STATED TASK 1:
In the GPS accuracy test write-up, swap "track" for "oval" and write out everything from "2) The Rambling" down to "the inside lane.".
STATED TASK 2:
Carry on the GPS accuracy test write-up from its last sentence.
-- Begin SELECTED TEXT --
Finally, with so many of the devices now using the exact same underlying GPS chip – how important is the software that runs the device when it comes to distance accuracy? And would devices made by the same manufacturer with the same chips yield the same results?
Let’s get into how it went down.
Over the course of a number of weekends I did five separate and distinct tests. The tests involved five different courses with varying levels of ‘difficulty’, these included:
1) The Straight and Narrow: A perfectly straight out and back course with low tree coverage – exactly 1.00 miles.
2) The Rambling Loop: A half a mile loop with plenty of turns, a bit of trees and some ups and downs – basically your average run.
3) Circles around the track: Two laps around a 400m track, for a total of 800m, all on the inside lane.
4) The underpass and bridge test: Many of us run/ride under bridges and overpasses – how would a short out and back session under the four lane bridge fair? Would the GPS handle drops in satellite availability and then regain the signal?
5) The Deep Tree Adventure: Into the woods I went, on a fairly twistyroute on dirt trails.
I took that little roller and then strapped all of the GPS devices onto it. By doing so I could guarantee they were all going the same distance at the same time. Plus, it looked way less sketchy than strapping them on my wrist. For more on my methodology see the end of the post.
Test 1: The Straight and Narrow:
This is my defacto first test, which is about as simple as it gets for a GPS device. All it’s gotta do is just go half a mile out, and half a mile back on a almost perfectly straight course with little tree cover, no telephone poles or anything else blatantly blocking the view.
-- End SELECTED TEXT --
-- Begin ENTRIES SUPPLIED --
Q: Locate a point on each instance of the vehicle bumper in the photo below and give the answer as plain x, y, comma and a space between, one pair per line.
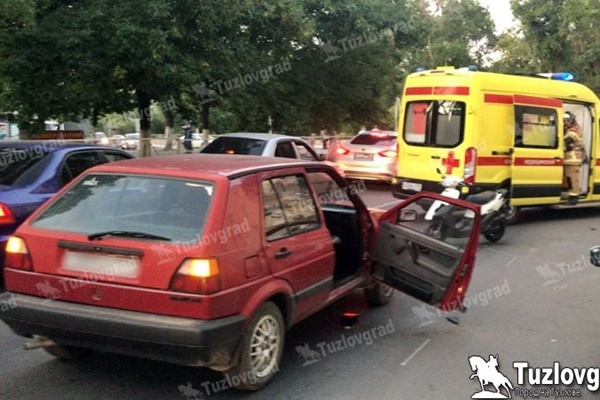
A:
402, 189
176, 340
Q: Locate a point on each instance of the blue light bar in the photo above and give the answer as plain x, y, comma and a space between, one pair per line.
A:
559, 76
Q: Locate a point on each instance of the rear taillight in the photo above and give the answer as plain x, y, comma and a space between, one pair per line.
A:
17, 254
470, 165
340, 151
388, 153
198, 276
6, 216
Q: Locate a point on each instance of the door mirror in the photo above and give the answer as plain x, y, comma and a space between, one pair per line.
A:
408, 215
595, 256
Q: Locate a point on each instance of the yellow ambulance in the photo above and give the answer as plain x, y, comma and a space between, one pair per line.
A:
497, 131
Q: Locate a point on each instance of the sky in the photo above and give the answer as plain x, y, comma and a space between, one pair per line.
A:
500, 12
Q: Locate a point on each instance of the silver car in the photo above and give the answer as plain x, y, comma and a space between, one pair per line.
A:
262, 144
369, 155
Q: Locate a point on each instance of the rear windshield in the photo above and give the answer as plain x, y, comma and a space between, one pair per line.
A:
170, 208
233, 145
21, 167
374, 139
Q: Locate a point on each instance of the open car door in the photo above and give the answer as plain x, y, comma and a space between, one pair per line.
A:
431, 260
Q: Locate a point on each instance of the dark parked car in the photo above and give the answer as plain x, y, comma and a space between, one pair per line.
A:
202, 261
32, 171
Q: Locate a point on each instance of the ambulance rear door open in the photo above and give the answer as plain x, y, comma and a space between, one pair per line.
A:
537, 159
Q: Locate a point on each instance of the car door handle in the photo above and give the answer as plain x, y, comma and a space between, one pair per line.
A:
283, 252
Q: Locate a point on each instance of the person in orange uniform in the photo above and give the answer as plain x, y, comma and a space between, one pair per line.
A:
574, 156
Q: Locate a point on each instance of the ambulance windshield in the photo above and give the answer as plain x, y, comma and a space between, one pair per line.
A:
436, 123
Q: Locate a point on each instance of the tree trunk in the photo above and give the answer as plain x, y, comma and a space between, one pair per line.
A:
205, 119
145, 148
169, 123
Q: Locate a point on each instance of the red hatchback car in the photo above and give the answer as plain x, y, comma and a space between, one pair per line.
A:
202, 261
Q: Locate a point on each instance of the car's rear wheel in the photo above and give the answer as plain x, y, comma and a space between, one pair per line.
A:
379, 295
261, 349
66, 352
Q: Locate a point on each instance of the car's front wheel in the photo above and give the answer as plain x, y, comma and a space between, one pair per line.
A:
261, 349
379, 295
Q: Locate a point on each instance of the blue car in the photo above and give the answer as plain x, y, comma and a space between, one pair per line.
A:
32, 171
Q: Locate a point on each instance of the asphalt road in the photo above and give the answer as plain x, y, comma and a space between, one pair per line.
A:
534, 298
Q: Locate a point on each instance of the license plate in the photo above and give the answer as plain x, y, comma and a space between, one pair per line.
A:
105, 266
363, 156
415, 187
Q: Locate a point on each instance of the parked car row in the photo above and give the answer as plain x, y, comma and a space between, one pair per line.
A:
32, 171
197, 260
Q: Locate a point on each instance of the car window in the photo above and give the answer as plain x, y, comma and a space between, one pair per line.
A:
170, 208
304, 152
289, 207
112, 156
329, 192
21, 167
78, 162
374, 139
236, 145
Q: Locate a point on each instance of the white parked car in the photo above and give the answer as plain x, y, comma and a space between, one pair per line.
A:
197, 140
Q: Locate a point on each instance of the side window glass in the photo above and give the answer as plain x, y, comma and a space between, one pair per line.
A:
304, 152
330, 193
288, 207
536, 127
76, 163
112, 157
285, 149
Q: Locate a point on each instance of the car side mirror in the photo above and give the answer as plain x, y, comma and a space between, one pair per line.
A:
595, 256
408, 215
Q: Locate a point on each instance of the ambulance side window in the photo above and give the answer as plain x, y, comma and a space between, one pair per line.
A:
438, 123
536, 127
-- End ENTRIES SUPPLIED --
OUTPUT 1:
2) The Rambling Loop: A half a mile loop with plenty of turns, a bit of trees and some ups and downs – basically your average run.
3) Circles around the oval: Two laps around a 400m oval, for a total of 800m, all on the inside lane.

OUTPUT 2:
Here’s what the trail looks like from the ground:
Last year when I did this, all of the devices were within 1.2% of the baseline distance, with the majority even closer than that.
For the methodology I staked out a start line with some pink tape (easier to see from a distance than chalk), and then walked outwards half a mile until the measuring wheel read 2,640 feet (half a mile). At which point I planted another pink flagged into the ground, did an about face, and came back. I gave the units about 8-10 seconds to stop and register the turn – the same process as last year. I did this once walking (with the measuring wheel), and then running, and then finally cycling. I worked to stay within one foot from the path’s edge in both directions.
This year I saw a tiny bit more variance in the numbers, but still all contenders did very well on this result (as they should) – all but one of which performing within the usual 2.5% that GPS is quoted as being accurate to, here’s the results:
I thought it was interesting to see that the units seemed to do best at speed, which is a trend I’ve noticed a bit over the past two years of this. It’s almost as if the walking allows the GPS to wander a bit and decrease accuracy.
The only outlier was the walk test with the Android phone. It’s a bit unclear why it went over so much, but it seemed to get back on the mark with the run and the bike portions.
With the straight and simple tests complete, it was time to kick it up a notch.
Test 2: Circles around the track:
I added this test this year for two reasons. Firstly, because you asked me to…and secondly…it’s really easy to do. Since I don’t have to measure the track (known 400m per loop), and I’m not allowed to ride my bike on it, it makes it a rather quick test to knock out and at the same time answers many questions about how well the units perform on a track.
Now, I should point out that generally speaking when I’m running on track during a workout I’m using the track as the distance ruler – not my GPS (I use that instead as a general reminder of roughly where I am in a workout). But I do understand that some prefer the GPS measurements from a tracking standpoint.
This test was two part. First, I ran 800m (two loops) on the inside lane. Following which I walked 800m, again on the same inside lane. I started and stopped at the same line both times.
Here’s the results of the first test (running this time). Keep in mind that since we’re only talking half a mile – that just .01mi gets a unit knocked down 2% to 98%. Which means it’s plausible that the watch was all of a few more feet from being over/under. In other words, in shorter distance tests don’t overthink too much only .01mi off.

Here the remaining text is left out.